┌─ Quoted passage

Writing SGEMM Kernels in CUDA

Abstract technical illustration of tiled matrix multiplication flowing through a GPU.

I wanted to get better at writing kernels, so I implemented a few CUDA kernels for SGEMM (Single-precision General Matrix Multiply) on the cheapest NVIDIA hardware I can rent: A10 GPUs.

When it comes to common operations like SGEMM, NVIDIA provides highly optimized implementations through its proprietary library called cuBLAS (CUDA Basic Linear Algebra Subroutines). NVIDIA does not ship the CUDA kernel source code itself; rather, it exposes compiled implementations through a library interface. By calling cublasSgemm, programmers can use years of NVIDIA’s architecture-specific optimization work rather than write their own SGEMM kernels from scratch. For this reason, custom kernels are often evaluated by comparing their performance against cuBLAS.

This writeup is heavily inspired by existing blogs, including this one, this one, and this one (among others). Those posts go much more in depth. My version is going to focus more on what I found interesting and, at a high level, the optimizations I made.

I am going to assume you already know the basics of GPU execution: threads, blocks, warps, global memory, shared memory, registers, and coalescing. If not, I highly recommend reading Programming Massively Parallel Processors.

└─

--- Your tasks ---
1. In the SGEMM writeup, what GPUs were the kernels run on?
2. Does the SGEMM writeup support each statement below? Answer yes or no, and quote the words that decide it.
(a) NVIDIA ships the CUDA kernel source code for cuBLAS.
(b) Custom kernels are often judged by how their performance compares with cuBLAS.
(c) The writeup goes into more depth than the blogs that inspired it.
3. Return the passage of the SGEMM writeup between "Abstract technical illustration" and "performance against cuBLAS.", inclusive.

┌─ Information supplied

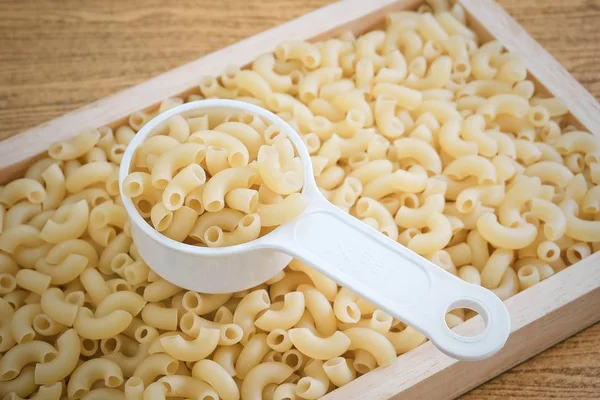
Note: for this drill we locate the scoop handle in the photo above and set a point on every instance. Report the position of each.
(399, 281)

└─

--- Results by task ---
1. A10 GPUs, the cheapest NVIDIA hardware the author can rent.

2.
(a) No: "NVIDIA does not ship the CUDA kernel source code itself"
(b) Yes: "custom kernels are often evaluated by comparing their performance against cuBLAS"
(c) No: "Those posts go much more in depth."

3.
Abstract technical illustration of tiled matrix multiplication flowing through a GPU.

I wanted to get better at writing kernels, so I implemented a few CUDA kernels for SGEMM (Single-precision General Matrix Multiply) on the cheapest NVIDIA hardware I can rent: A10 GPUs.

When it comes to common operations like SGEMM, NVIDIA provides highly optimized implementations through its proprietary library called cuBLAS (CUDA Basic Linear Algebra Subroutines). NVIDIA does not ship the CUDA kernel source code itself; rather, it exposes compiled implementations through a library interface. By calling cublasSgemm, programmers can use years of NVIDIA’s architecture-specific optimization work rather than write their own SGEMM kernels from scratch. For this reason, custom kernels are often evaluated by comparing their performance against cuBLAS.